# PAGE EXCERPT
========================

WIP: The code is still actively improved... This code is a simplified and refactored version of the original code of the paper Discovering Latent Knowledge in the zip file linked in https://github.com/collin-burns/discovering_latent_knowledge
We are planning to expand on the method presented in the DLK paper. For more information on our plans, see our post: https://www.lesswrong.com/posts/bFwigCDMC5ishLz7X/rfc-possible-ways-to-expand-on-discovering-latent-knowledge
See requirements.txt file
Our code uses PyTorch and Huggingface Transformers. You will also need to install promptsouce, a toolkit for NLP prompts. We tested our code on Python 3.8.
First install the package with pip install -e .
in the root directory, or pip install -e .[dev]
if you'd like to contribute to the project (see Development section below). This should install all the necessary dependencies.

========================

# Part of a data file
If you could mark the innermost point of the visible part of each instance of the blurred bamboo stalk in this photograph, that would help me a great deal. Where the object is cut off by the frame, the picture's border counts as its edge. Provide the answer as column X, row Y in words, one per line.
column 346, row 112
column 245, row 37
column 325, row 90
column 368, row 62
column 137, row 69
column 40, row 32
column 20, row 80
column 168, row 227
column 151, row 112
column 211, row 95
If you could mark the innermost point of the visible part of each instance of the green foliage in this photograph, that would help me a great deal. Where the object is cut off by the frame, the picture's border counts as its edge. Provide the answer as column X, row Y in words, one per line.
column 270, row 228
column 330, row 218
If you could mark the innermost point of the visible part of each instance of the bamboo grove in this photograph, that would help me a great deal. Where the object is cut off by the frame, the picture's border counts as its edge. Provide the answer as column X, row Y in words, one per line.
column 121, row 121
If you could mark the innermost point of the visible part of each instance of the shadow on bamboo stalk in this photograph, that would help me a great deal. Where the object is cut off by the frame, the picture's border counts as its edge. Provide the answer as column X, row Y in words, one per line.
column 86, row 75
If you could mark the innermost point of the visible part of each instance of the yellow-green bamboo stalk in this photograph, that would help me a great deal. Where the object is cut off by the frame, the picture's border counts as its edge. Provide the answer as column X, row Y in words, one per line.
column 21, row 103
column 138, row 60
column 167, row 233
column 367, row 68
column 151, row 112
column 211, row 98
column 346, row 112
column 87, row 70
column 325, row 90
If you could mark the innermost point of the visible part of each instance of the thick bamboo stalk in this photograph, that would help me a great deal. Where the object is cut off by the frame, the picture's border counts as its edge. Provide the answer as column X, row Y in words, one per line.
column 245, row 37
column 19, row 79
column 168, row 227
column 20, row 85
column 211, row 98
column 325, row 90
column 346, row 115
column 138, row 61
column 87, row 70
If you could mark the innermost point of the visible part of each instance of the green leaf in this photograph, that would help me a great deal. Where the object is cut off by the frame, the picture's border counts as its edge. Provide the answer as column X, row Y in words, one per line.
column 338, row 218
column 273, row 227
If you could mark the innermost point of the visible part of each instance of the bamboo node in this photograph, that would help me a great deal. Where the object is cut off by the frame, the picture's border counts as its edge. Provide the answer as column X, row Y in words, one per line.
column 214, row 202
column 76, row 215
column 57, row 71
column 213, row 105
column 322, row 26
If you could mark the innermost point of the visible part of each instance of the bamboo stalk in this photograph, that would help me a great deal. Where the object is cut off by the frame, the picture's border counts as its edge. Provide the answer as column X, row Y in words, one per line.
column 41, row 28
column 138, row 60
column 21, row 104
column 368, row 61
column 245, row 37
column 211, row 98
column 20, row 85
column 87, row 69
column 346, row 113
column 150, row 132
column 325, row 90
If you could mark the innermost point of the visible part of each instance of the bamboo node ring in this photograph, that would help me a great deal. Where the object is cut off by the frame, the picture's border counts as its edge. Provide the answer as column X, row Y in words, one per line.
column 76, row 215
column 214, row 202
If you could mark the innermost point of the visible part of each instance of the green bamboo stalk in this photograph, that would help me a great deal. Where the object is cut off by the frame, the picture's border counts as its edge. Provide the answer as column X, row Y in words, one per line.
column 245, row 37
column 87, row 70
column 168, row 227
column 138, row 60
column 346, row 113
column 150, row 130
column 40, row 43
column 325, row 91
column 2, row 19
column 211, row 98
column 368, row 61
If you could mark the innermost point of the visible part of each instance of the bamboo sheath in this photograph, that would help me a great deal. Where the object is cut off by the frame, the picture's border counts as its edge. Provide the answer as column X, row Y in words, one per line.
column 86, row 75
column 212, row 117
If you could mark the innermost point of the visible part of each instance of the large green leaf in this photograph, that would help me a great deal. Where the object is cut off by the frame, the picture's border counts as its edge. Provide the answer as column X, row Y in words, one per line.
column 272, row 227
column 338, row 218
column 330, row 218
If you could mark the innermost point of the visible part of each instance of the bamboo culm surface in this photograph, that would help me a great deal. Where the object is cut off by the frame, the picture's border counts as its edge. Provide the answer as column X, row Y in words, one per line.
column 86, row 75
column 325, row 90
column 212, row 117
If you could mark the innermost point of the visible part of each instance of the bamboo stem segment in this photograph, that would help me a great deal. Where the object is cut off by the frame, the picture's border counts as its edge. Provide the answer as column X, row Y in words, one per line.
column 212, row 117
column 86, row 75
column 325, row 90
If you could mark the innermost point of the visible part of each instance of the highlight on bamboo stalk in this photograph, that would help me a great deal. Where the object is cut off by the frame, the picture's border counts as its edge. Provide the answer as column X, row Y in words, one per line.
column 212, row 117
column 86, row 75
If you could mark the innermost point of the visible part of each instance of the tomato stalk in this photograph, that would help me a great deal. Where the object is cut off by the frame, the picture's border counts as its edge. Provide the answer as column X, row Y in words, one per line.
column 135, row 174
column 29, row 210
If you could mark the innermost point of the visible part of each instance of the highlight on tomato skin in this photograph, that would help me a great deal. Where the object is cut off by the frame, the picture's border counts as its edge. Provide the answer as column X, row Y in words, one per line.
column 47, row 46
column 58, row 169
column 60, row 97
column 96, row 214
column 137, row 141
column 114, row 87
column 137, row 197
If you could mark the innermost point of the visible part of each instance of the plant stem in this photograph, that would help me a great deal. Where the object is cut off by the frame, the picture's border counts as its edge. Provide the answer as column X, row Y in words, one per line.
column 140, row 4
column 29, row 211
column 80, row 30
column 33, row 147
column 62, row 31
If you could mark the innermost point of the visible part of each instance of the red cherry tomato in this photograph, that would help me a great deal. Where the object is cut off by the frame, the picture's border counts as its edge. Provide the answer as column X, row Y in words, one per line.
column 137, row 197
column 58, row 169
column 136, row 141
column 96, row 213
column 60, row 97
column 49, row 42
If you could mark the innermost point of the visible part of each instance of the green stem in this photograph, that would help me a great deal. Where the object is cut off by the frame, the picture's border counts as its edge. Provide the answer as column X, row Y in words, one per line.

========================

# REQUIRED ACTIONS
a: In the setup notes for the Discovering Latent Knowledge code, which software does the code use or was it tested on, apart from the NLP prompt toolkit? List each one.
b: Extend the setup notes for the Discovering Latent Knowledge code past their final sentence.

# FINAL RESULTS
a: PyTorch, Huggingface Transformers, and Python 3.8.

b:
For a quick test: You can look into and run generate.sh and evaluate.sh (Warning: They are in the package elk itself right now. Will be changed):
sh generate.sh
sh train_evaluate.sh
Furthermore:
- To generate the hidden states for one model
mdl
and all datasets, run
python generation_main.py --model deberta-v2-xxlarge-mnli --datasets imdb --prefix normal --model_device cuda --num_data 1000
To test deberta-v2-xxlarge-mnli
with the misleading prefix, and only the imdb
and amazon-polarity
datasets, while printing extra information, run:
The name of prefix can be found in ./utils_generation/construct_prompts.py
. This command will save hidden states to generation_results
and will save zero-shot accuracy to generation_results/generation_results.csv
.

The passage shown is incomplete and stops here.